**Work required**
Where the word "bumper" shows up in the entries below, please copy the whole line.

━━━

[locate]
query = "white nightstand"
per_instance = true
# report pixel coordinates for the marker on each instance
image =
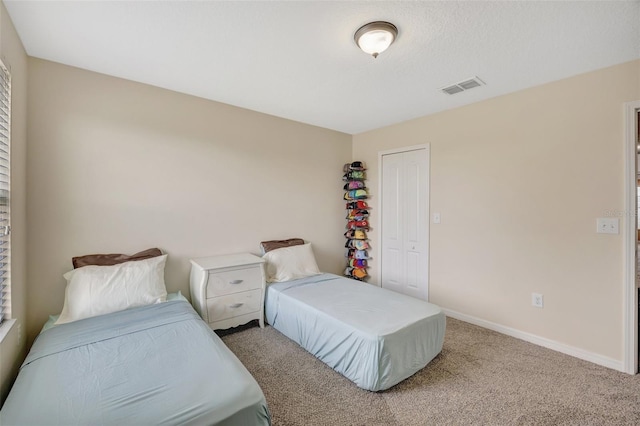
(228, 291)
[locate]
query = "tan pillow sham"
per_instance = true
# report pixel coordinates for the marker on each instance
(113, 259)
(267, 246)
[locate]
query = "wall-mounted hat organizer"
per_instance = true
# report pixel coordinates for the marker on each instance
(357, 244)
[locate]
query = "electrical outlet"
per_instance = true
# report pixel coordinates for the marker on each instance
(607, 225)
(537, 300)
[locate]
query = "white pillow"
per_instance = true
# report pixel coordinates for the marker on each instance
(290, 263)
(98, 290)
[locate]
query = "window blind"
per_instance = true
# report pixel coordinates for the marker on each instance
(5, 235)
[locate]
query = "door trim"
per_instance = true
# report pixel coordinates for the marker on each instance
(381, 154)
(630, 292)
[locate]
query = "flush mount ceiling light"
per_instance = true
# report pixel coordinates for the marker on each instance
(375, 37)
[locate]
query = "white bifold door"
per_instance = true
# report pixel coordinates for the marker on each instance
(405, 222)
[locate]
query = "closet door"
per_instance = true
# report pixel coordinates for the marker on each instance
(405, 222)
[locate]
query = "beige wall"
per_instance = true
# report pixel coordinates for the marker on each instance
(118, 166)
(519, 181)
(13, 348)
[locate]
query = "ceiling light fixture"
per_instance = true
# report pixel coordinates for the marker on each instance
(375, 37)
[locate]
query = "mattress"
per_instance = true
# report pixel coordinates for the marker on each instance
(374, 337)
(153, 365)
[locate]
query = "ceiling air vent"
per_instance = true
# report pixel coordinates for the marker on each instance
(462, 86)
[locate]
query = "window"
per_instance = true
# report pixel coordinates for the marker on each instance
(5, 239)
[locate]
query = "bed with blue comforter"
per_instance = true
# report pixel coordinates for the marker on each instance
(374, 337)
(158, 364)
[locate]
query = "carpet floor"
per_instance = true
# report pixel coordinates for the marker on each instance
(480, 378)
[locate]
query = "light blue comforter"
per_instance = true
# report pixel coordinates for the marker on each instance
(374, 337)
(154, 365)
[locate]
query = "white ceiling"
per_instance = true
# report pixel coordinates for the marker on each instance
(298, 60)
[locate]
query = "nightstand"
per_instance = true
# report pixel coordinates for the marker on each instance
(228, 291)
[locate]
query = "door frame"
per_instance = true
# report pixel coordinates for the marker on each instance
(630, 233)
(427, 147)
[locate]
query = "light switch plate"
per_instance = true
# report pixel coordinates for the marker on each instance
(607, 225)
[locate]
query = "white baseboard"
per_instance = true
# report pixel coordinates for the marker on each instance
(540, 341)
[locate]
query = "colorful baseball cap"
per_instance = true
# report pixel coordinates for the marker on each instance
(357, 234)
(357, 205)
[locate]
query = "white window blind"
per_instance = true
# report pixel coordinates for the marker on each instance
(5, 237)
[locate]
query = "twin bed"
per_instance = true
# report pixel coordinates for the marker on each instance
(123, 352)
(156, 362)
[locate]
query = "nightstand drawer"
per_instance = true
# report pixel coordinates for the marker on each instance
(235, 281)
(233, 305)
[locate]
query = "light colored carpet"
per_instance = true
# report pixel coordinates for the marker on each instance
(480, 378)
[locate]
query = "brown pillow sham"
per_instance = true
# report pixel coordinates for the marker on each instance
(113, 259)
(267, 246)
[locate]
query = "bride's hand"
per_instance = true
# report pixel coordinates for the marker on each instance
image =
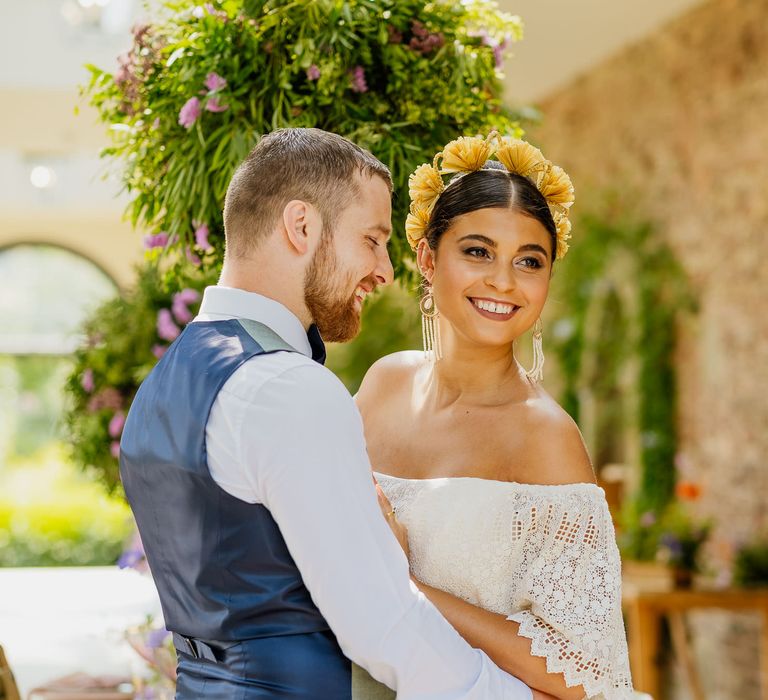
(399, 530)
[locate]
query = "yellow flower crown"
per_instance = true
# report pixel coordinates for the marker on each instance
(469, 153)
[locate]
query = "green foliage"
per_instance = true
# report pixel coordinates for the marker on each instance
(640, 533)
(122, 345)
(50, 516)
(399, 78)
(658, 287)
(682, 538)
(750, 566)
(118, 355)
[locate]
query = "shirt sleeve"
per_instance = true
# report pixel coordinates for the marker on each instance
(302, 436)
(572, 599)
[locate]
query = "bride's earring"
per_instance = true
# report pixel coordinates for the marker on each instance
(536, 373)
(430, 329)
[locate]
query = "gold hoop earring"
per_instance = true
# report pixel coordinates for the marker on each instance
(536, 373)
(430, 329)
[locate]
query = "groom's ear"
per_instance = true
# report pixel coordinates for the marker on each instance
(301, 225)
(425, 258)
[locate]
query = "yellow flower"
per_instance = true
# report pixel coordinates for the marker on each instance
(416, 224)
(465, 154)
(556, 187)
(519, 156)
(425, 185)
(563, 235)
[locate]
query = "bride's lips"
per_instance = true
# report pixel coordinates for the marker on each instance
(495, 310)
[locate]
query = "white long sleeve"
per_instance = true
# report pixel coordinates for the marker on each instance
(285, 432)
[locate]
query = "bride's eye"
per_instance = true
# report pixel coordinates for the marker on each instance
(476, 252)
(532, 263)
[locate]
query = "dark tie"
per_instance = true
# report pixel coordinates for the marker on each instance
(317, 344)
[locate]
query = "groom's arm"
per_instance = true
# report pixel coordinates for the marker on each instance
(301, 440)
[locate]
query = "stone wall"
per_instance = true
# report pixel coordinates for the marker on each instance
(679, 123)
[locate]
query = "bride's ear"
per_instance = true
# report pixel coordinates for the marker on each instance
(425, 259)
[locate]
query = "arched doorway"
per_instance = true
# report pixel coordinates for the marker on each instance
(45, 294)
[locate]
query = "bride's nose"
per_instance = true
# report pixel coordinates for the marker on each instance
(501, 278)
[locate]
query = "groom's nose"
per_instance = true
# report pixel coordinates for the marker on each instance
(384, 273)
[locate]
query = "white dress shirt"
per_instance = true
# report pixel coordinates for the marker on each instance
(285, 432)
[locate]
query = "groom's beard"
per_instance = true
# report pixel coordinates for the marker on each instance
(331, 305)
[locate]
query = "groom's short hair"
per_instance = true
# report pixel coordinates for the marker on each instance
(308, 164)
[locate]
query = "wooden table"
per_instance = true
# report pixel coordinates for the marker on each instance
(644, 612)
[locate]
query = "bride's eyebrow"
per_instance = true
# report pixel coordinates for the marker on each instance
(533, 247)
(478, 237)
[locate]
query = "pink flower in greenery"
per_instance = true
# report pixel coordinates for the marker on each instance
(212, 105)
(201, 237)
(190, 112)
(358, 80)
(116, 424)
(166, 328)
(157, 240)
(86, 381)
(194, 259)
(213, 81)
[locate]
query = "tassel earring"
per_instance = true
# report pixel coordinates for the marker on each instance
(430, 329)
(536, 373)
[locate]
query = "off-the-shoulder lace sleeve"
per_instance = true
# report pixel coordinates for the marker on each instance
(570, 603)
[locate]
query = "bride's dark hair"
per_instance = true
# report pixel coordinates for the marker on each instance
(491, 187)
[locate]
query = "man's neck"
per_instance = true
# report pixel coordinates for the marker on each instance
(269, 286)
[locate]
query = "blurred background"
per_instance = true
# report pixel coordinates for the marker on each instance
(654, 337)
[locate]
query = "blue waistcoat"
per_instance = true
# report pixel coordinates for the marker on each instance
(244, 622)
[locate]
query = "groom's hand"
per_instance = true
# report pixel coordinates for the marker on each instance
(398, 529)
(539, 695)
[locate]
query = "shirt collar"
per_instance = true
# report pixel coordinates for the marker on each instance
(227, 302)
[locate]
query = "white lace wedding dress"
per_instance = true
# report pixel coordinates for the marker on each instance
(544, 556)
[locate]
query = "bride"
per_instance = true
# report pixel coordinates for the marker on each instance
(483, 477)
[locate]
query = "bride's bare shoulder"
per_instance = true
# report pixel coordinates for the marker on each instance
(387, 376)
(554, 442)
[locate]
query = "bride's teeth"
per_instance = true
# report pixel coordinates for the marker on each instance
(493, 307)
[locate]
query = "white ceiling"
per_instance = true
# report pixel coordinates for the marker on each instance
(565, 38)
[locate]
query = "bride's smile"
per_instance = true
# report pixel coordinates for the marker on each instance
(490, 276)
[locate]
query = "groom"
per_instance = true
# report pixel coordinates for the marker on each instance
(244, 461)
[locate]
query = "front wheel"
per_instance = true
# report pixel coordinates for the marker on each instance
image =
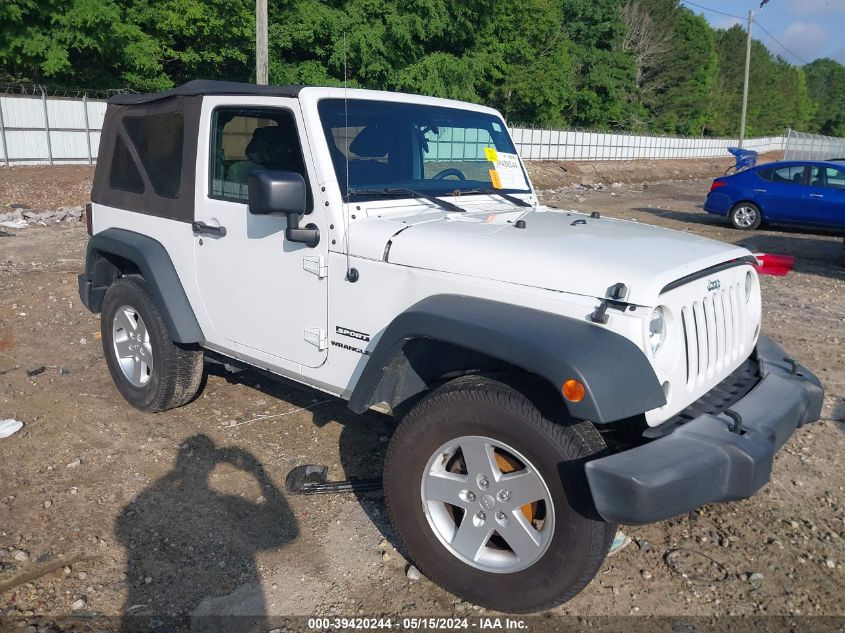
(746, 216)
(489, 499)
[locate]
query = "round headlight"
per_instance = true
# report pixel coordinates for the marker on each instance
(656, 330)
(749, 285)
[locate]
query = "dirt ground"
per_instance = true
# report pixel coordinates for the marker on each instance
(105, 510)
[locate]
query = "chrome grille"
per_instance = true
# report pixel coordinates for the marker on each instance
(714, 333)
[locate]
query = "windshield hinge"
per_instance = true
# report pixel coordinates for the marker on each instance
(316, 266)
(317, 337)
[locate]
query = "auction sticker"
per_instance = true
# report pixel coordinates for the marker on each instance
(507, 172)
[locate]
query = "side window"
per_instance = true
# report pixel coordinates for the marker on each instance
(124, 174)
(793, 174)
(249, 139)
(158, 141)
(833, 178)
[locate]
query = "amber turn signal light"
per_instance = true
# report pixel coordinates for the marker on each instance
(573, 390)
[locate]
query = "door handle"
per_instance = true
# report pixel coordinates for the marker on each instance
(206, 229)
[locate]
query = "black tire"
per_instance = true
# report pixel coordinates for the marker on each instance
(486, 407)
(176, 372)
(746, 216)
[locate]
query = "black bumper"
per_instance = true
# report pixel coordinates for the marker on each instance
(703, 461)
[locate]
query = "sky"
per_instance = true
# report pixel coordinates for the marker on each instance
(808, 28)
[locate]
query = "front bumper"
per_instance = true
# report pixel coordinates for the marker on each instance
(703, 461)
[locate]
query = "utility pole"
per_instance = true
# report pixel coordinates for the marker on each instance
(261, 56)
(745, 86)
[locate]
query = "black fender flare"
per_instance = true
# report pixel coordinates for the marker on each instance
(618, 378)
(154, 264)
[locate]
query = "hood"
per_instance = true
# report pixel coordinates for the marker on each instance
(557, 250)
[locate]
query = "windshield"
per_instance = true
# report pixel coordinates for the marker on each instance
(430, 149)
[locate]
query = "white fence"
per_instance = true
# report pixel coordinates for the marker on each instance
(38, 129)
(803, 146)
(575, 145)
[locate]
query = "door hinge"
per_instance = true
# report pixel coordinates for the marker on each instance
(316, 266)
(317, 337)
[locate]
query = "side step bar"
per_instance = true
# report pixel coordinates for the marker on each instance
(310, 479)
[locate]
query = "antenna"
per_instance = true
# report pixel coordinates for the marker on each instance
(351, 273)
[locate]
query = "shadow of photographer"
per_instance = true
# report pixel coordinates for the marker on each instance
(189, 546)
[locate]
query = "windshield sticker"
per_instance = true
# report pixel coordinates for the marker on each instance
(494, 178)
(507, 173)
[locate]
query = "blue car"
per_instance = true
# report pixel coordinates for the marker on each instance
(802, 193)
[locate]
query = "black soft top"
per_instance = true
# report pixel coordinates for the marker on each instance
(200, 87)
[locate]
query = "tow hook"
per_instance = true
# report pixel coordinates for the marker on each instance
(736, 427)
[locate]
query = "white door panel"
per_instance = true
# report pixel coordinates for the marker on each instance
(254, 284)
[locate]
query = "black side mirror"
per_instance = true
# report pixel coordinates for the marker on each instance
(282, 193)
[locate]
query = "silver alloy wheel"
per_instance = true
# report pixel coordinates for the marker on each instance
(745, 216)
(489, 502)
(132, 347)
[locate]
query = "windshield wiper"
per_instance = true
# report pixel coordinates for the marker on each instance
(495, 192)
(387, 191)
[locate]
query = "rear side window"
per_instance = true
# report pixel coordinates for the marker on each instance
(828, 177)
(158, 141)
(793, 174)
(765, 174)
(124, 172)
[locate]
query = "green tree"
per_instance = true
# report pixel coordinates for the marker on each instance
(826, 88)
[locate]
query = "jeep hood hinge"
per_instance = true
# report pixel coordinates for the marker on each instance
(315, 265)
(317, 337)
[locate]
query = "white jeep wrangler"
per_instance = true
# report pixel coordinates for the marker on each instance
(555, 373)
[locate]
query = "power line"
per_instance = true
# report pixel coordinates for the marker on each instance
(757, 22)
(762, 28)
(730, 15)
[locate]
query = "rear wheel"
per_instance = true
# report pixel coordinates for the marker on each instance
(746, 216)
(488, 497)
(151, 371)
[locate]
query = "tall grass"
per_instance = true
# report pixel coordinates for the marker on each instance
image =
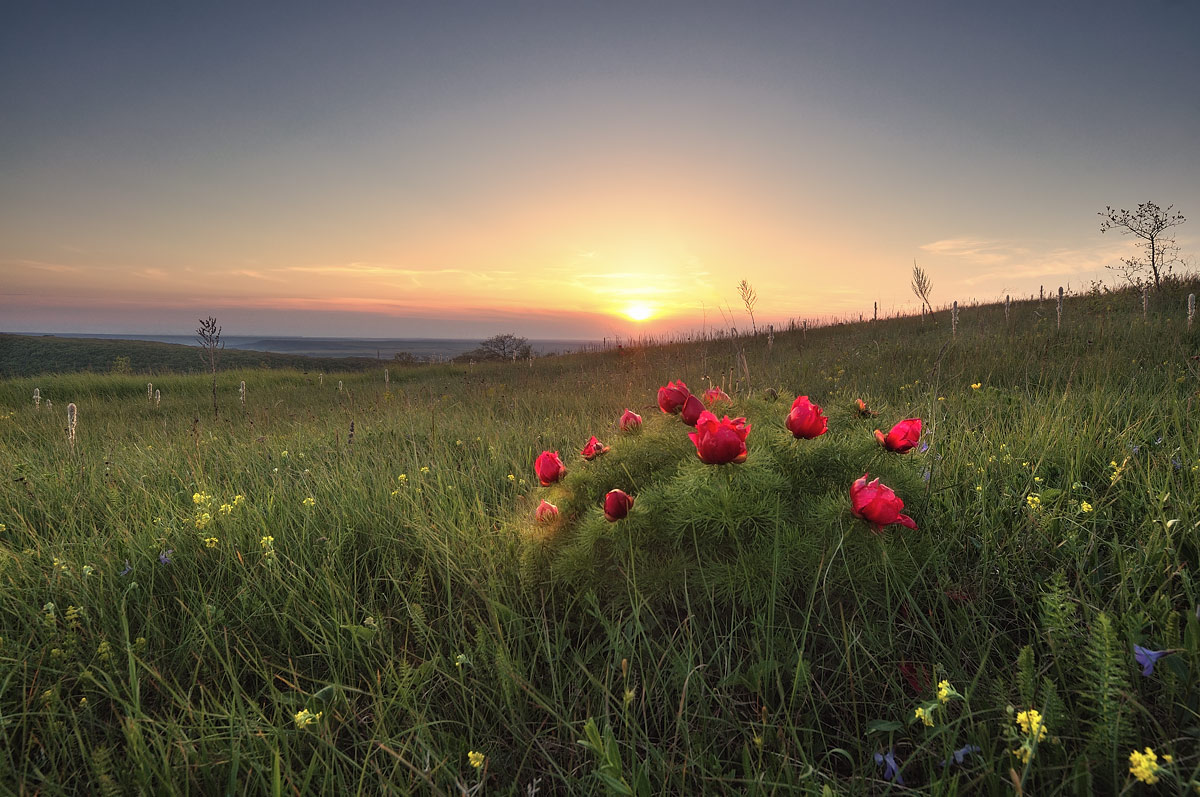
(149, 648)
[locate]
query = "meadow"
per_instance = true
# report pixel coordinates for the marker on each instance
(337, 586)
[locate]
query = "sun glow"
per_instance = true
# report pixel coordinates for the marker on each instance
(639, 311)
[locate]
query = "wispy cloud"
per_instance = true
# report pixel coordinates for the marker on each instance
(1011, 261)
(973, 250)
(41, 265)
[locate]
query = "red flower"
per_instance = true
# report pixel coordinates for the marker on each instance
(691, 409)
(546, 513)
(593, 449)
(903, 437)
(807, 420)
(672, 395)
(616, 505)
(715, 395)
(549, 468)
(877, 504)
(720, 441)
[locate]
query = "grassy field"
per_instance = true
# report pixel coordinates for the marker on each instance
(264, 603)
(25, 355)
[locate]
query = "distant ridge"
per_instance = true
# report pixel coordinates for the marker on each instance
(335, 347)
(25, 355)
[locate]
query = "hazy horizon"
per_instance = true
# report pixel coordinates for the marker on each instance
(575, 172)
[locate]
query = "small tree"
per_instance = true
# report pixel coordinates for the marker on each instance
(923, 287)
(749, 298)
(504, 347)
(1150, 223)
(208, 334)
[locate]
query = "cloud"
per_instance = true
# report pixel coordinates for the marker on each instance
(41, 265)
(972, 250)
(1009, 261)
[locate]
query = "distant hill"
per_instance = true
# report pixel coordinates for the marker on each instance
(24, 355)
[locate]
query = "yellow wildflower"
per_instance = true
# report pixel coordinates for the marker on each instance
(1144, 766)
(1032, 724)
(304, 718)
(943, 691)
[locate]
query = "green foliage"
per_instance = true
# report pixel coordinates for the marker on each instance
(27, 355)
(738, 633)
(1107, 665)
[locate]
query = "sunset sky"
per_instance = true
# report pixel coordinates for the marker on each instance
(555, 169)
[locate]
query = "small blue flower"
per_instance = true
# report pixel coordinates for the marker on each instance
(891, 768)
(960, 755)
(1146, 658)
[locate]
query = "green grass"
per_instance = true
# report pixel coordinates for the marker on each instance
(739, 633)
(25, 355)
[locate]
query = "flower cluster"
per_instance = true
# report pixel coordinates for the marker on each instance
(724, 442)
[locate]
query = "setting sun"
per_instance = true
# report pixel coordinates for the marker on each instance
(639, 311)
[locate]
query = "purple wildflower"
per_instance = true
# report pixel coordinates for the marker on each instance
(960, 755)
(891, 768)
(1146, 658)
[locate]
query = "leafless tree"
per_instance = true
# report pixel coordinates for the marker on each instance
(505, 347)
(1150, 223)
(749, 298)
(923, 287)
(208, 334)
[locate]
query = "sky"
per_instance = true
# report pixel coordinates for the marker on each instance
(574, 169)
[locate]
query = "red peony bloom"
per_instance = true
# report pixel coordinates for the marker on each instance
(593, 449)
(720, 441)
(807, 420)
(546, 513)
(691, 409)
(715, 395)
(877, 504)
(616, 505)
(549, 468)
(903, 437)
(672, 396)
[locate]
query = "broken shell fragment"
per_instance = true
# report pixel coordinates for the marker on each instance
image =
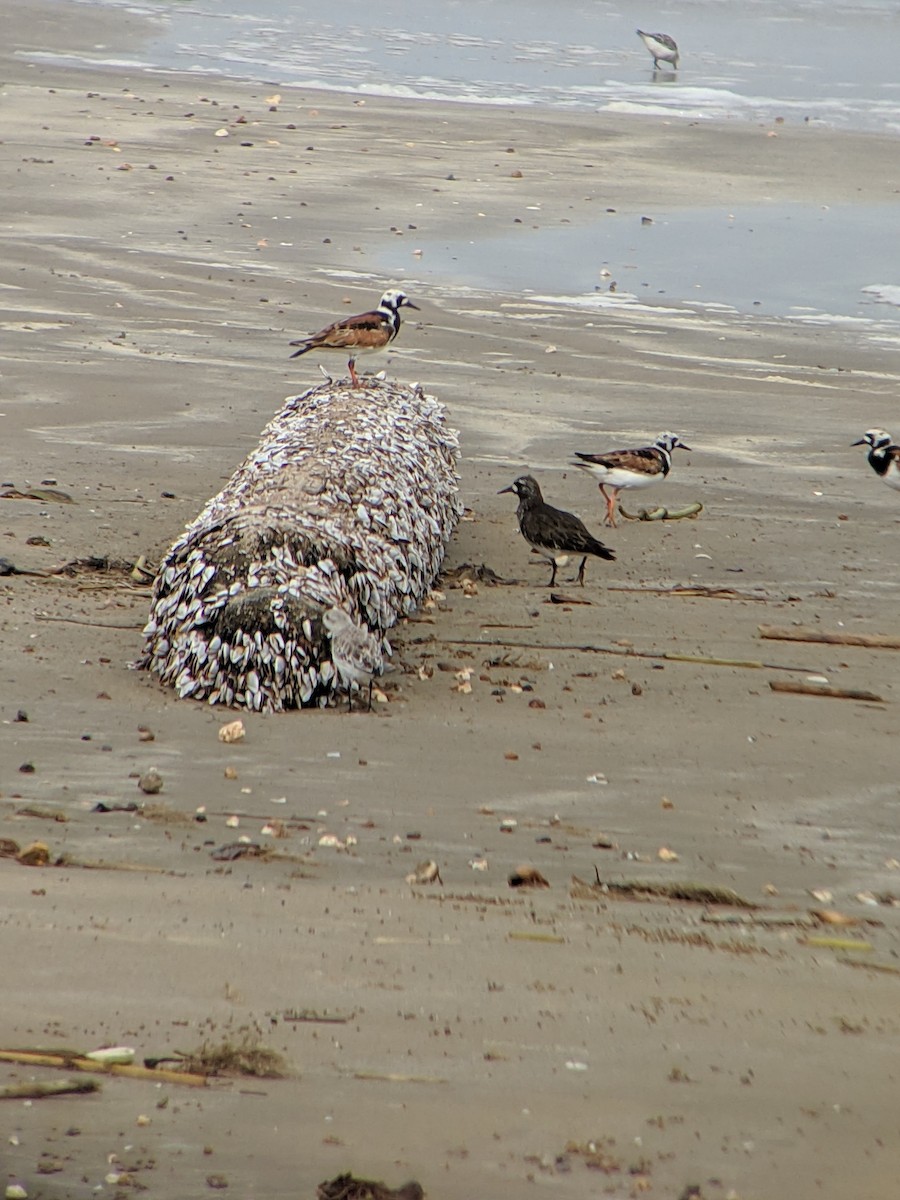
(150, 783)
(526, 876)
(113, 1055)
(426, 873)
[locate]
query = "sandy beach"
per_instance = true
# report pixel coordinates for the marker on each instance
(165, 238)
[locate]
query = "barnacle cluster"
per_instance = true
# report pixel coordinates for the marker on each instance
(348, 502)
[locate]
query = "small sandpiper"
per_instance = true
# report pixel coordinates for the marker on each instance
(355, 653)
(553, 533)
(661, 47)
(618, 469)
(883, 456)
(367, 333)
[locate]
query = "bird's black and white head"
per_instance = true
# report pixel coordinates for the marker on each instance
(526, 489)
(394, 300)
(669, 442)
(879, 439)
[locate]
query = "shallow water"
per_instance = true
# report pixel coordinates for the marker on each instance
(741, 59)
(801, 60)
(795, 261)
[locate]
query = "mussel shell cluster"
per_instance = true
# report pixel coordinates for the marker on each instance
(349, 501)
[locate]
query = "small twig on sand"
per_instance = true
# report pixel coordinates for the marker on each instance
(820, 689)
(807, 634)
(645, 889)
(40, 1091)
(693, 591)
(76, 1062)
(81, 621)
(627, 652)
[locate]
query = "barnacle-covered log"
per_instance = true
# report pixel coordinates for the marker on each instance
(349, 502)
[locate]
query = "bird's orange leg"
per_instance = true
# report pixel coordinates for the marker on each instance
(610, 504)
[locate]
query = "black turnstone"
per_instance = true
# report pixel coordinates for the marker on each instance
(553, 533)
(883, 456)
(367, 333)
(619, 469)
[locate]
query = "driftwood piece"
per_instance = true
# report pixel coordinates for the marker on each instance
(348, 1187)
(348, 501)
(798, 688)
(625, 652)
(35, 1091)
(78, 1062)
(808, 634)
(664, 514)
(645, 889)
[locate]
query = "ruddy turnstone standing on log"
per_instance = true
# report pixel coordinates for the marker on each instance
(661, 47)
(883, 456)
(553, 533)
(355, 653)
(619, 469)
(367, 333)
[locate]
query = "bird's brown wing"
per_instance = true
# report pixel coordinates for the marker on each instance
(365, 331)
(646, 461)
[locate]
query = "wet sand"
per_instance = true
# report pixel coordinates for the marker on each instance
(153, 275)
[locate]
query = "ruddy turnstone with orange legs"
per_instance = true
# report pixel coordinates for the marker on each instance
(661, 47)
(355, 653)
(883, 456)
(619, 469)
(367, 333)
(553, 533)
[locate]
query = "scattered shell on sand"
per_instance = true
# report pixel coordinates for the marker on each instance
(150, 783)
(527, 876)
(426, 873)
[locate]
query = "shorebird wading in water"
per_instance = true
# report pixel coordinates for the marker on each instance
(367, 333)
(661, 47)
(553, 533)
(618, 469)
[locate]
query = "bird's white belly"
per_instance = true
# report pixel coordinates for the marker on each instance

━━━

**Answer section**
query = "black bumper"
query = "front bumper"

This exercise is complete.